**PROMPT:** Retype, word for word, every line from the one holding "Target: white stripe on dog's face" through the one holding "Task: where can the blurred green" in the entries below, both included, and only those lines.

[Entries taken from a collection]
↓
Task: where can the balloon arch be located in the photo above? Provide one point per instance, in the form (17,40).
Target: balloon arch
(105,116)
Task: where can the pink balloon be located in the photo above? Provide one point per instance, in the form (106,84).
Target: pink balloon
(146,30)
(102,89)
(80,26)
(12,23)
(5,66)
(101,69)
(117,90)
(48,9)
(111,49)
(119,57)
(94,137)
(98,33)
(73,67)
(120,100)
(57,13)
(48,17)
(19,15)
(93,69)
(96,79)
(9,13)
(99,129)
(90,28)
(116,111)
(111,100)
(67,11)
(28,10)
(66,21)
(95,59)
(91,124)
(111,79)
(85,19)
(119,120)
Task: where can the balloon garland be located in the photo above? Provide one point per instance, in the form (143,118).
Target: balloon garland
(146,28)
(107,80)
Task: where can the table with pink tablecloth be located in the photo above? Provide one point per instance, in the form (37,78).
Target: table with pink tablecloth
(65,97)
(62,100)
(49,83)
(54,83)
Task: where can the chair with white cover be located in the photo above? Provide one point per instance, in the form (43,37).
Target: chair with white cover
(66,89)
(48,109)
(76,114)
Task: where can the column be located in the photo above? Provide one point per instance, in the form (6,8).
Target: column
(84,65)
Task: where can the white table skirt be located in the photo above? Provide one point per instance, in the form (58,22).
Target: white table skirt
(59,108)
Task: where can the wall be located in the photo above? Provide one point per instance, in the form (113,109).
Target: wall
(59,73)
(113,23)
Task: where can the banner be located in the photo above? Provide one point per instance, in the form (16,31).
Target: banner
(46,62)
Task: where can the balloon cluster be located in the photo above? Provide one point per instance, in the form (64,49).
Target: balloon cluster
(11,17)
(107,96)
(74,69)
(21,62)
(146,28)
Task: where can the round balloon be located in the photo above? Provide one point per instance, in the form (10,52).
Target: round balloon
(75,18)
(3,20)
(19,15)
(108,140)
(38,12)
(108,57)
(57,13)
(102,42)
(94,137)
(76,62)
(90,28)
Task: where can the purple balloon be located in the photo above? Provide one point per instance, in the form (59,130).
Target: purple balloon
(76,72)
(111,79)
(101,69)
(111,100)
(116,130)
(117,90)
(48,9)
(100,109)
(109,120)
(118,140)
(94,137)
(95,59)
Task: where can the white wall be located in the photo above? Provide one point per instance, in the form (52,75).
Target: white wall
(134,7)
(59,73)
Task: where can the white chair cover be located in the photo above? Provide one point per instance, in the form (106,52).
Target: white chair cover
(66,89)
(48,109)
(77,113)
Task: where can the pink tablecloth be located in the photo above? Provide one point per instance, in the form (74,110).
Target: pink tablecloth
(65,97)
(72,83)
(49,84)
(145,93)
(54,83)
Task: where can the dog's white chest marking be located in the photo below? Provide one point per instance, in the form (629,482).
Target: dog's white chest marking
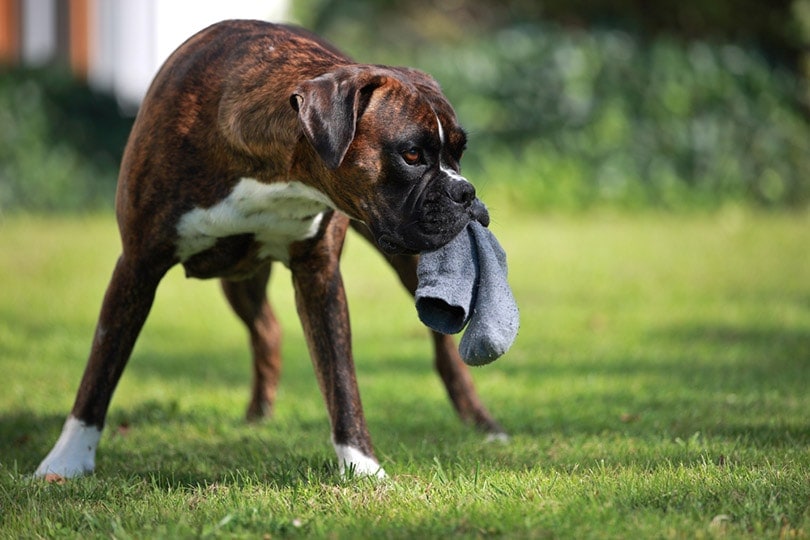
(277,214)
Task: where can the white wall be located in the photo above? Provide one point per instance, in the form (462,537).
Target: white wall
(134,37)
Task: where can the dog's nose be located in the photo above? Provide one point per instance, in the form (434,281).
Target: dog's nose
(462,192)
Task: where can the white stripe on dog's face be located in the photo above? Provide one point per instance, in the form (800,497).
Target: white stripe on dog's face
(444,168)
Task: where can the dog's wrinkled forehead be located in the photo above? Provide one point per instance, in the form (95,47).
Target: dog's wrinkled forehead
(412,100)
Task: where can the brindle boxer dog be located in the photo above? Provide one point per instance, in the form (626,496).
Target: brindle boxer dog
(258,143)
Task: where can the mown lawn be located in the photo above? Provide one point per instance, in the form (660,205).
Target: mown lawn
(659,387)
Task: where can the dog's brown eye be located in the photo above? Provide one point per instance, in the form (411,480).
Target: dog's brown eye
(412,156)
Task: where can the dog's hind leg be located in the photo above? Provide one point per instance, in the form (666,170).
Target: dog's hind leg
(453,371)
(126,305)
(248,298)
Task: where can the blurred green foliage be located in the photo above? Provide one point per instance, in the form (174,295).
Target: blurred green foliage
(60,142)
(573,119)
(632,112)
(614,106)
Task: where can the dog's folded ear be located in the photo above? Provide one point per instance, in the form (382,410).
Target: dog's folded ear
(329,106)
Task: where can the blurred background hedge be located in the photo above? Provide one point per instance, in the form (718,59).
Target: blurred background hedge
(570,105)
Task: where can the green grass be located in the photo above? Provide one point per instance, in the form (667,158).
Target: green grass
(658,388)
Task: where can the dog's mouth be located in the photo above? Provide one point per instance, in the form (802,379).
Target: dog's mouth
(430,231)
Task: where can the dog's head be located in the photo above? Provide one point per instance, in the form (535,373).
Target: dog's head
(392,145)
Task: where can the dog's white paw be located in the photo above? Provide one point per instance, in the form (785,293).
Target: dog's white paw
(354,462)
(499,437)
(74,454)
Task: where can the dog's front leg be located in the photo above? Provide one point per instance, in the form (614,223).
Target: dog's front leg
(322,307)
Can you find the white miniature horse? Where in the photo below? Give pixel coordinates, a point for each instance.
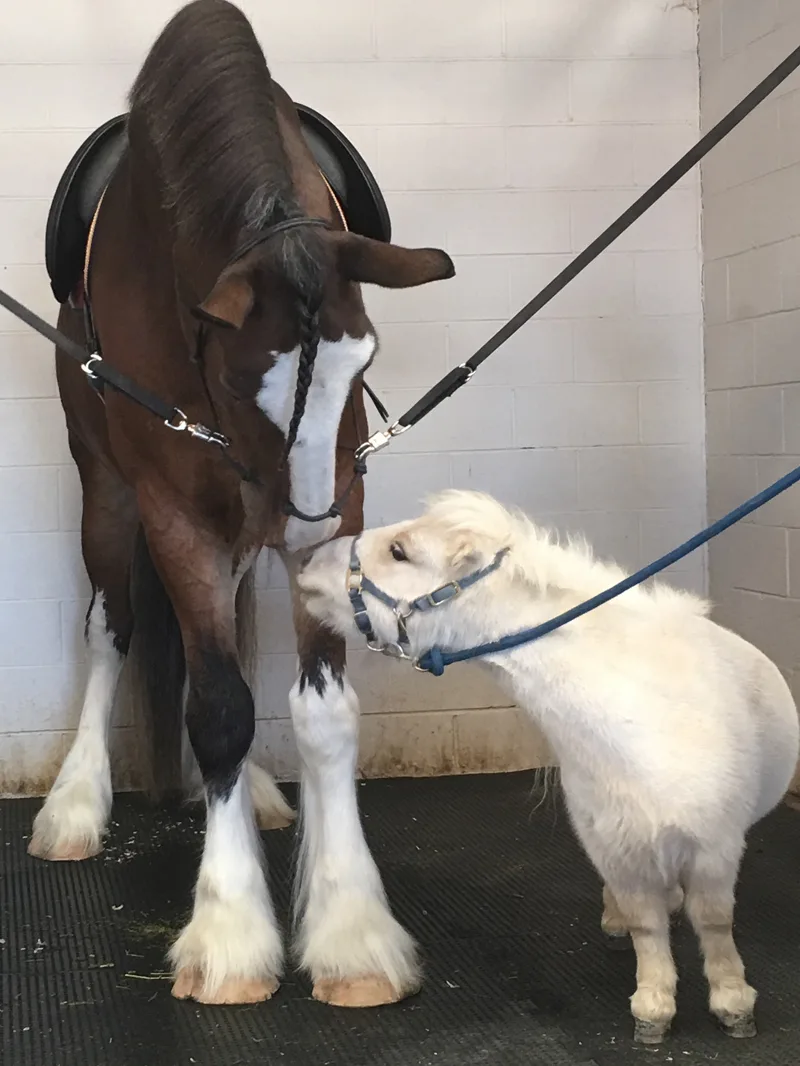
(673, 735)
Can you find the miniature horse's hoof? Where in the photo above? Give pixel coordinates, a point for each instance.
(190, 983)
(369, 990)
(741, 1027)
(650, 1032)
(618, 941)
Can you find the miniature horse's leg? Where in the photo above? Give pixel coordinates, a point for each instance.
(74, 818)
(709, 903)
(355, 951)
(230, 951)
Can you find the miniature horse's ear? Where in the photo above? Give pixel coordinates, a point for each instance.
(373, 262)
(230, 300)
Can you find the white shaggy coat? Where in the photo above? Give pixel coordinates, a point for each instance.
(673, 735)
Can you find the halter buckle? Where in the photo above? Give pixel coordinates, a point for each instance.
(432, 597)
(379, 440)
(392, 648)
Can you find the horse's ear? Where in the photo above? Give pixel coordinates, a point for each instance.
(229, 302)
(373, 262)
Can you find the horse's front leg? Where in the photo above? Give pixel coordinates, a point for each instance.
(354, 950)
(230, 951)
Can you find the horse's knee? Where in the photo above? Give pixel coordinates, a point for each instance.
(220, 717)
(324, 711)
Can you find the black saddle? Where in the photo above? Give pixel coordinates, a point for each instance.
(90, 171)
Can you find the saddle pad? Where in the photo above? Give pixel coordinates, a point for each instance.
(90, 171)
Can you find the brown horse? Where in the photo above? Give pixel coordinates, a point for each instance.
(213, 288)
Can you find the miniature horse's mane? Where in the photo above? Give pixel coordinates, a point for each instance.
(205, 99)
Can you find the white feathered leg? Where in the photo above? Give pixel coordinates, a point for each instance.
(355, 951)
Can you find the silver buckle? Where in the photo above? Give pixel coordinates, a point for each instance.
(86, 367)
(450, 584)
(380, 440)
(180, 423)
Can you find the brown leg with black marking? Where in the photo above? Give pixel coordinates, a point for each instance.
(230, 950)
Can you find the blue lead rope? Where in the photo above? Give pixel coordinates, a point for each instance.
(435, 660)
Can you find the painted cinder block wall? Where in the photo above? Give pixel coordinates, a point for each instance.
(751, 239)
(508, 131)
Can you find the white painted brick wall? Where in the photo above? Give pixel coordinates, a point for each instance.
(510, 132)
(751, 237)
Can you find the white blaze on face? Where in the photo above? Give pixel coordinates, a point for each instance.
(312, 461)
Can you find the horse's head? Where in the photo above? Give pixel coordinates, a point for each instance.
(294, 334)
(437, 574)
↑
↓
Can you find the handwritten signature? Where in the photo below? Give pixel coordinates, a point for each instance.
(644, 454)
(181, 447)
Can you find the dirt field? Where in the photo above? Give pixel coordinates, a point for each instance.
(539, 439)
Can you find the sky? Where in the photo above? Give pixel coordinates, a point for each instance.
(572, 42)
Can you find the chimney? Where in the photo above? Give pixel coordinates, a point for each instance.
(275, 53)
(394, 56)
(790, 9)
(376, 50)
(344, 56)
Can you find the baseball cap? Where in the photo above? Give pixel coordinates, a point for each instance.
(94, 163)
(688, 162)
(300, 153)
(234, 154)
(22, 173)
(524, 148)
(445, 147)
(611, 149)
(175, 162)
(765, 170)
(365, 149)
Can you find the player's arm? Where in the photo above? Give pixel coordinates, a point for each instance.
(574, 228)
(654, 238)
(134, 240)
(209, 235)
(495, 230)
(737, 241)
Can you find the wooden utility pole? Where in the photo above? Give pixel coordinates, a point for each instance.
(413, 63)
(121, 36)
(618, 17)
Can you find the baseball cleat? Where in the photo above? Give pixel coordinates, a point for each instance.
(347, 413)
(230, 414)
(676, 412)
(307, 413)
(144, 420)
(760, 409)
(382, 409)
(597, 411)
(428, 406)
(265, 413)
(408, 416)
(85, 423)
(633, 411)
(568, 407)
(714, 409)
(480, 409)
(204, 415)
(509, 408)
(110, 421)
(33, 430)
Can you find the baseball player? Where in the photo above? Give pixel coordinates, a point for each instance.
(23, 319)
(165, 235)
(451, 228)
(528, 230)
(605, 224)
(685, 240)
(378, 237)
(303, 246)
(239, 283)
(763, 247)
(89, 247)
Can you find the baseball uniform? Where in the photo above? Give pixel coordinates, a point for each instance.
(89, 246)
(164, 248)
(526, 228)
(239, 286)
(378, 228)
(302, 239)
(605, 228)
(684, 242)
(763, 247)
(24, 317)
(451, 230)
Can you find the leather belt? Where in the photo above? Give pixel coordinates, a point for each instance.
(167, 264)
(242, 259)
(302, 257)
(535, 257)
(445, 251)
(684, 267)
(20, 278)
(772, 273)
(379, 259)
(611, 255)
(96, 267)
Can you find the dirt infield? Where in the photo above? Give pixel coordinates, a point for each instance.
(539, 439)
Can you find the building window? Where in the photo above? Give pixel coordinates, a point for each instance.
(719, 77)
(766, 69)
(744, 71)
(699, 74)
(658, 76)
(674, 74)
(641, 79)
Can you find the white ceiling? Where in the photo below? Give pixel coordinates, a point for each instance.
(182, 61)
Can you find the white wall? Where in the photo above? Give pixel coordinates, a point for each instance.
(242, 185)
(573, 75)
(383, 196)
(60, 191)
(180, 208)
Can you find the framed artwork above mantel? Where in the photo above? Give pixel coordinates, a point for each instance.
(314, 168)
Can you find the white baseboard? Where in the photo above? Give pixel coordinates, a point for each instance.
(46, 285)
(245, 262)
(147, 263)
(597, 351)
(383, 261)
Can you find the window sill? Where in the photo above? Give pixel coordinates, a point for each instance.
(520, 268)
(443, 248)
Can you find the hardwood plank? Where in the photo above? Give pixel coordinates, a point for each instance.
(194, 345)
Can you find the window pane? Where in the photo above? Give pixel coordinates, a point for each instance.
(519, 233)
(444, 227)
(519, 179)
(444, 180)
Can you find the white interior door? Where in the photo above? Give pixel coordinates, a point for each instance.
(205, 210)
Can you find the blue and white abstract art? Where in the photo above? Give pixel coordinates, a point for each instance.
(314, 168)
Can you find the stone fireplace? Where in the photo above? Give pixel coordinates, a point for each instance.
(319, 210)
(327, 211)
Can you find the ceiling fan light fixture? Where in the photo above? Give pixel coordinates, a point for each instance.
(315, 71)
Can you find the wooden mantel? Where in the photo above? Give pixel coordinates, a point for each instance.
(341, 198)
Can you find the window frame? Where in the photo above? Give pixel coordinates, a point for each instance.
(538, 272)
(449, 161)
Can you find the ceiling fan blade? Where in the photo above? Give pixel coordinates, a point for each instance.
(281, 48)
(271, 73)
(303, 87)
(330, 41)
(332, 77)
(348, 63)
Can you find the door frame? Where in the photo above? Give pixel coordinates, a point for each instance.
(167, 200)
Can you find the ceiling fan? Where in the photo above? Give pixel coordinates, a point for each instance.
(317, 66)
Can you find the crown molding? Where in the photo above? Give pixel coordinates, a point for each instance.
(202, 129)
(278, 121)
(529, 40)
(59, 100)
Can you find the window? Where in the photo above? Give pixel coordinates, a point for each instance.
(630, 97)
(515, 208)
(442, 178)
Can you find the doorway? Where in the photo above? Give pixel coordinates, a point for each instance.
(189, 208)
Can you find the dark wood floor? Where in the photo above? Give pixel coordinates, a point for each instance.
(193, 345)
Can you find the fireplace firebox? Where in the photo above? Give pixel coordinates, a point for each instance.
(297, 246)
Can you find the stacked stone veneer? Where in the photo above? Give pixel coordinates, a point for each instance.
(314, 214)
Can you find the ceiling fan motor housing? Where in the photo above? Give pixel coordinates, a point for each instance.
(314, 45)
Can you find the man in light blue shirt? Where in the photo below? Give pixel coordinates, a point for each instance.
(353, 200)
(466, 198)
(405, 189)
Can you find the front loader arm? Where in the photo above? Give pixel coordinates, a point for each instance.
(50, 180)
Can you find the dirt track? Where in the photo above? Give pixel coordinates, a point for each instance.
↑
**TASK RESPONSE:**
Target: white stripe on dog's face
(444,168)
Task: where can the dog's wrinkled forehead be located in the photo above? Provide one point per instance, in the form (95,47).
Target: dog's wrinkled forehead
(412,100)
Task: where can the brindle boxer dog be located in the photo above? Provide one point per instance, in the form (626,496).
Target: brindle boxer dog
(258,143)
Task: where can the mown lawn be located in the photo above? Provide one point per instance, in the form (660,205).
Target: mown lawn
(659,387)
Task: where can the dog's brown eye be located in the photo above? Provide one point per instance, in the form (411,480).
Target: dog's brown eye
(412,156)
Task: where can the dog's hind leg be located in the photo above? Provide one point per instance, in the form (666,170).
Target: dog's hind leg
(453,371)
(126,305)
(248,298)
Task: where can the blurred green foliage be located in the photo above? Provide one point per instance, in the form (174,295).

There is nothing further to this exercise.